* _Data records_:
Segment Open

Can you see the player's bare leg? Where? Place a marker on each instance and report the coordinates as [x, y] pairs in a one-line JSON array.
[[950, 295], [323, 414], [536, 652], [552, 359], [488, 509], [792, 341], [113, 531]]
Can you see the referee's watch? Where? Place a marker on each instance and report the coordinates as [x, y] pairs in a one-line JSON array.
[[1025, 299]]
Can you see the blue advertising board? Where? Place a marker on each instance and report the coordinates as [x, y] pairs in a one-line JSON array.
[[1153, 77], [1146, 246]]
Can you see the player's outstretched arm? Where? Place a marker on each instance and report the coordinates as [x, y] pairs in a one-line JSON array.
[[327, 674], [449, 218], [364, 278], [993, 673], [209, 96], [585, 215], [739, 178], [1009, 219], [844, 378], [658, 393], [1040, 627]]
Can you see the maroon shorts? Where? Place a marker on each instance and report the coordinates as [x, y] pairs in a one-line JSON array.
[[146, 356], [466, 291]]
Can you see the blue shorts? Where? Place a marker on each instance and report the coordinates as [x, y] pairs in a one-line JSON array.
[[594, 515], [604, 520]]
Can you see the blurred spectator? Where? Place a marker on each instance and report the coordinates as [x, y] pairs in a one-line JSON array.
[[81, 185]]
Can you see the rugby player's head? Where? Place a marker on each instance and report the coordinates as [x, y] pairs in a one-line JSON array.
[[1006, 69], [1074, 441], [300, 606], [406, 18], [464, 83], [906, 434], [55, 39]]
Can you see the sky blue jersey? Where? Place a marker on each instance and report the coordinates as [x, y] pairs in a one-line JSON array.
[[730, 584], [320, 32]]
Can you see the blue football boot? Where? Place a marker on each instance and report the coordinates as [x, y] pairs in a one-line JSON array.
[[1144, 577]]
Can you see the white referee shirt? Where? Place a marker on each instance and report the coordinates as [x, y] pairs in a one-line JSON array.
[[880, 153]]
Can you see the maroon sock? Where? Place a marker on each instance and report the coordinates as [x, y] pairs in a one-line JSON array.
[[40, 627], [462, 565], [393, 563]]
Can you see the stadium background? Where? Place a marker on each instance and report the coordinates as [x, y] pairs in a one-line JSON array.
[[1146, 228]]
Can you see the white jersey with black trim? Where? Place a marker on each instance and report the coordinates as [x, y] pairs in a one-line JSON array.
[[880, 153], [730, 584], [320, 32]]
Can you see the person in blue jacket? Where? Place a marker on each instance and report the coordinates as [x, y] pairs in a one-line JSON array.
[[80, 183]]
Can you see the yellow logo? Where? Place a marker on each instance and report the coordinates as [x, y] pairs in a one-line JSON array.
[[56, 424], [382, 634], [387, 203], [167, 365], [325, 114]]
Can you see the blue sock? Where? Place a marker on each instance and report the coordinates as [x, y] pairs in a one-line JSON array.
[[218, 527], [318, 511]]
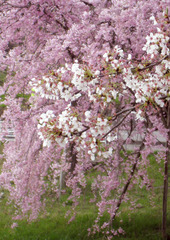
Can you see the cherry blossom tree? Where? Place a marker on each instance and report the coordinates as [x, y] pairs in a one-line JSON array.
[[94, 70]]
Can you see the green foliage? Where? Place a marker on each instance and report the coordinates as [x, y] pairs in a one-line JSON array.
[[140, 223]]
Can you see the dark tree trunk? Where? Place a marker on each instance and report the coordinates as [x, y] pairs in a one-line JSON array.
[[165, 190]]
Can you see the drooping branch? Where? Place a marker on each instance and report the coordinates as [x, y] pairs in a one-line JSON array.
[[132, 172]]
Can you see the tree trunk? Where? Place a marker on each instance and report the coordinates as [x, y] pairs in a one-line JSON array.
[[165, 191]]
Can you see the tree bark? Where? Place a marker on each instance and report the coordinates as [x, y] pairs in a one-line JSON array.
[[165, 190]]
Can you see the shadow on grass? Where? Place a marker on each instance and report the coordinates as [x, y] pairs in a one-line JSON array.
[[138, 226]]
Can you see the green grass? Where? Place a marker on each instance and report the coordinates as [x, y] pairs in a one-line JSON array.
[[141, 223]]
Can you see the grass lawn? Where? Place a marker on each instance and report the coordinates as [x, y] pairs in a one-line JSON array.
[[142, 223]]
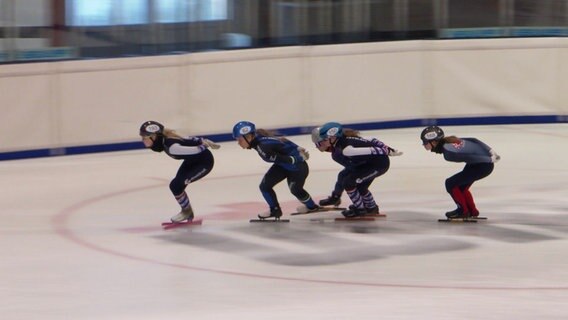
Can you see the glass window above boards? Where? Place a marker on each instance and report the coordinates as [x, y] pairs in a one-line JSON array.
[[33, 30], [87, 13]]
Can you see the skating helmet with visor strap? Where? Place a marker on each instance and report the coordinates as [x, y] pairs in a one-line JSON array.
[[242, 128], [330, 129], [149, 128], [315, 137], [431, 133]]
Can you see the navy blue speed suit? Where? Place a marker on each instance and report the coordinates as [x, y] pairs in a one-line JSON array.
[[287, 164], [363, 159], [197, 162]]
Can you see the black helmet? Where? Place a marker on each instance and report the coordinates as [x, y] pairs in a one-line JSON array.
[[149, 128], [431, 133]]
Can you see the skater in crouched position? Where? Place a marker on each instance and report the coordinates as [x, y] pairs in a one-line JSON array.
[[479, 161], [289, 162], [197, 160], [363, 161]]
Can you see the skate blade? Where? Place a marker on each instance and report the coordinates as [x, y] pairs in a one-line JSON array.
[[366, 218], [269, 220], [171, 225], [322, 209], [458, 220]]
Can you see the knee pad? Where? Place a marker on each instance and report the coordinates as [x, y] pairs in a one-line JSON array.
[[177, 186]]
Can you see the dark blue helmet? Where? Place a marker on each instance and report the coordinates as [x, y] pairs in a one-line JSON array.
[[242, 128], [330, 129], [431, 133]]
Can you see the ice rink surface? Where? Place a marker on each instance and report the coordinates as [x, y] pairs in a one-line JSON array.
[[81, 238]]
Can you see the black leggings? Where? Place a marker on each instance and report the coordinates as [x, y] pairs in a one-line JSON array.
[[470, 173]]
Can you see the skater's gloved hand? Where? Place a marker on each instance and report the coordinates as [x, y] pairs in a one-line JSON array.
[[210, 144], [304, 153], [494, 156], [394, 153]]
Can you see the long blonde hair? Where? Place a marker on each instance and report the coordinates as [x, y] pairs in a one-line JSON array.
[[348, 132]]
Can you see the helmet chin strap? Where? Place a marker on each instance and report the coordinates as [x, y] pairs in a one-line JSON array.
[[334, 142], [248, 142]]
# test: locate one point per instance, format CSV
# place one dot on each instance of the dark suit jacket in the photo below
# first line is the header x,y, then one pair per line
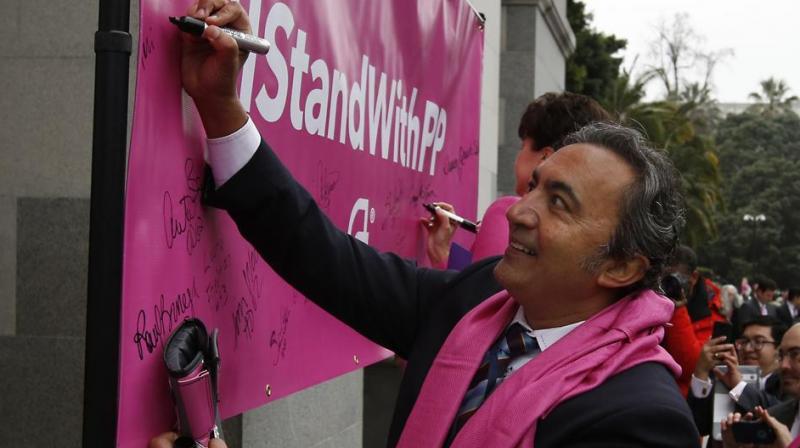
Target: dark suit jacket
x,y
752,396
785,315
411,311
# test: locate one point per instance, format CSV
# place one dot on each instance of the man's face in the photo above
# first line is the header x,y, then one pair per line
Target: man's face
x,y
767,357
527,160
560,224
790,362
765,295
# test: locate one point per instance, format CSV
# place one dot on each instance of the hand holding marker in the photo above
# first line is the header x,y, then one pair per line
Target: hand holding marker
x,y
463,223
246,42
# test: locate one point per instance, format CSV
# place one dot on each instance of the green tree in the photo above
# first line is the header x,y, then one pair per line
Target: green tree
x,y
760,163
681,128
592,69
772,100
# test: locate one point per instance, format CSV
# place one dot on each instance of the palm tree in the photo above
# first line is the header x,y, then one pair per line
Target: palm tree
x,y
771,100
680,128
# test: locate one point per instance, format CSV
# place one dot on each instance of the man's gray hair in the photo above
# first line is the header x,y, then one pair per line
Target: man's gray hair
x,y
652,210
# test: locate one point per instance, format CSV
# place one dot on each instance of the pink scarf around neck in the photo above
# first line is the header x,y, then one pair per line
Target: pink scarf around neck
x,y
621,336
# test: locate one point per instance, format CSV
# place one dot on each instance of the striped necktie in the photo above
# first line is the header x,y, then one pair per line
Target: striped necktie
x,y
514,343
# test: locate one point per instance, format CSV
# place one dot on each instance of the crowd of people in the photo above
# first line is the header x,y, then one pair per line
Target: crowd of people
x,y
757,330
581,321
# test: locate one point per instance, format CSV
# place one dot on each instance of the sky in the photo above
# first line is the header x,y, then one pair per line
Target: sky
x,y
764,36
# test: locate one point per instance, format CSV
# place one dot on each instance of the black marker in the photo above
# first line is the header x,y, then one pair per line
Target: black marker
x,y
246,42
463,223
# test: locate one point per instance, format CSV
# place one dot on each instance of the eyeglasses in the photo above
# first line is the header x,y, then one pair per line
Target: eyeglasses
x,y
792,353
756,344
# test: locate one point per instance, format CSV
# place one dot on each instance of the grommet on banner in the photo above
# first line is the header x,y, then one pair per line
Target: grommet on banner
x,y
479,15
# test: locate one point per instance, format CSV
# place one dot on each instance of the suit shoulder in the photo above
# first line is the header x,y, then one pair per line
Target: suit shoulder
x,y
641,406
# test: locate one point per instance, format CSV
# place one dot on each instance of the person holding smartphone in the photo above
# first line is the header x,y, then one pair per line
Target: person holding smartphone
x,y
696,311
782,418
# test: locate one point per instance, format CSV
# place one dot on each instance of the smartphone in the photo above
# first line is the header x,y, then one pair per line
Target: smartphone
x,y
671,287
722,328
756,432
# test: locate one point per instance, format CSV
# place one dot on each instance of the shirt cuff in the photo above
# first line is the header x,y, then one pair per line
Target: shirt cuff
x,y
227,155
700,388
737,390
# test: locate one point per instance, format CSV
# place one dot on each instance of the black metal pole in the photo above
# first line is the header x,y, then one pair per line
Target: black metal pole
x,y
109,141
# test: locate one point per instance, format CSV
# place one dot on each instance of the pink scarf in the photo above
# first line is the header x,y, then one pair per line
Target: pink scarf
x,y
621,336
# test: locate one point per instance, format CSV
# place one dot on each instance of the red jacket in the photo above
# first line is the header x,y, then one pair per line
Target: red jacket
x,y
684,338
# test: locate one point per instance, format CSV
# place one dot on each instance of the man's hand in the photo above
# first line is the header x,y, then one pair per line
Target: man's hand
x,y
440,233
167,440
210,65
783,437
713,351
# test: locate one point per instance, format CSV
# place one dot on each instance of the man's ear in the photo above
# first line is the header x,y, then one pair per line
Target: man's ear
x,y
621,273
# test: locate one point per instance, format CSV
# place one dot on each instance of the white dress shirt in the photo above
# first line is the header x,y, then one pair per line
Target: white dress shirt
x,y
227,155
545,338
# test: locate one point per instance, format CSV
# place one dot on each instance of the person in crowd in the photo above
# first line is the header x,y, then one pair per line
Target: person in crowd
x,y
542,129
760,305
783,417
789,312
695,313
731,301
556,343
758,346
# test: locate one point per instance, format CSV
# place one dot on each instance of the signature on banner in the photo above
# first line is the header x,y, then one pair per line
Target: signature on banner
x,y
165,315
457,163
187,221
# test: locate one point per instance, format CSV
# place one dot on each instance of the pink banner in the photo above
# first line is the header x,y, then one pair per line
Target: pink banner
x,y
373,105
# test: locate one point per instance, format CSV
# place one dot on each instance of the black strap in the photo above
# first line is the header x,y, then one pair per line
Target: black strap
x,y
113,41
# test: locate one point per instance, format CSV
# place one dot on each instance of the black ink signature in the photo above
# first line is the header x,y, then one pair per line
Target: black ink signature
x,y
190,222
218,260
422,193
254,283
147,49
392,206
457,164
166,315
244,322
277,339
326,182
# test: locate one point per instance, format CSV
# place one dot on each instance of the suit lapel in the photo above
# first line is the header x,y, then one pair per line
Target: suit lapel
x,y
785,412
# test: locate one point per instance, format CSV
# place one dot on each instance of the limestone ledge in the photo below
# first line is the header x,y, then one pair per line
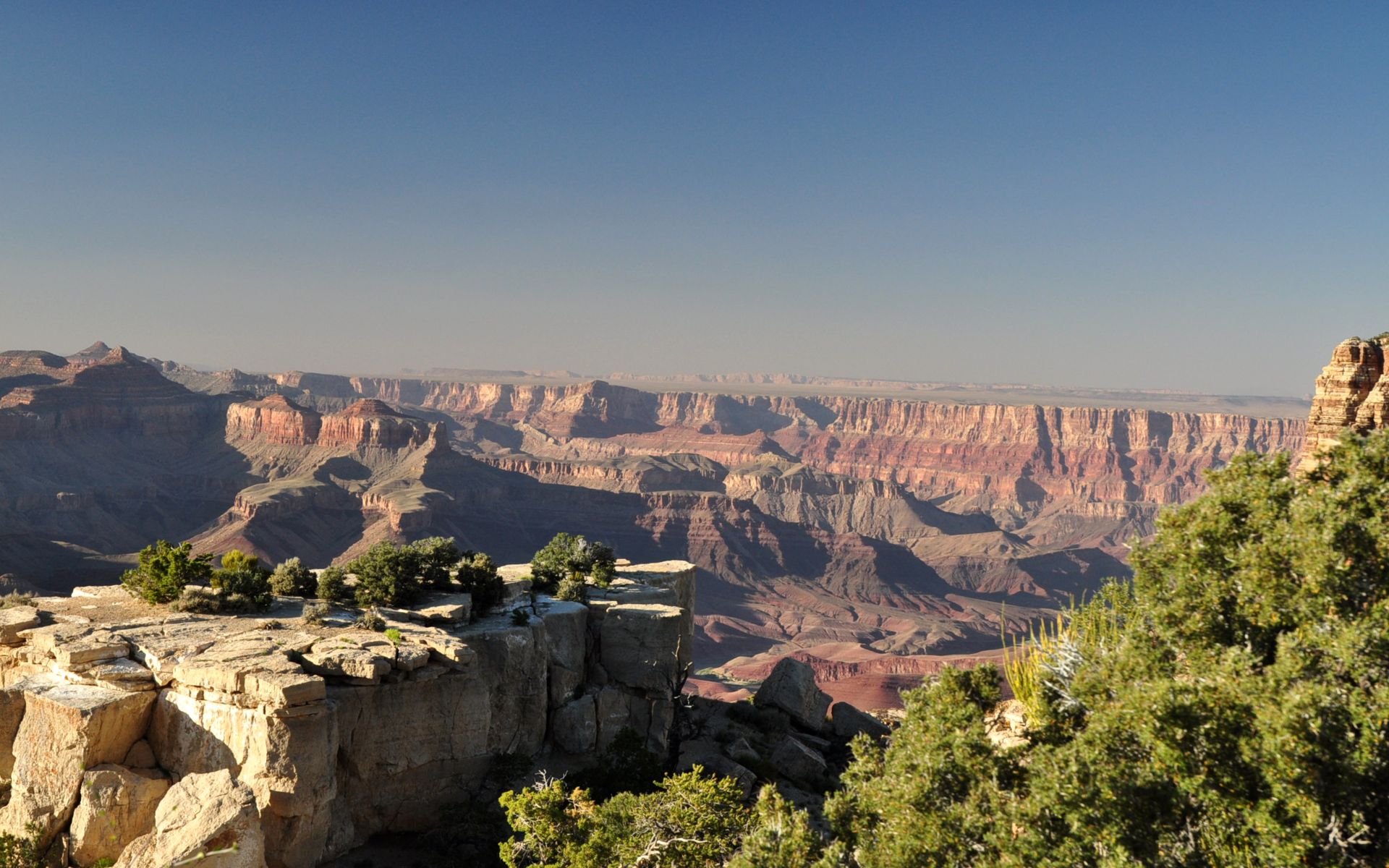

Segment Closed

Report each line of the records that holds the word "below".

* _Solution for this task_:
# place one dot on each instance of the dark suit jacket in the photo below
# place one dot on each instance of the limestone ledge in the photo below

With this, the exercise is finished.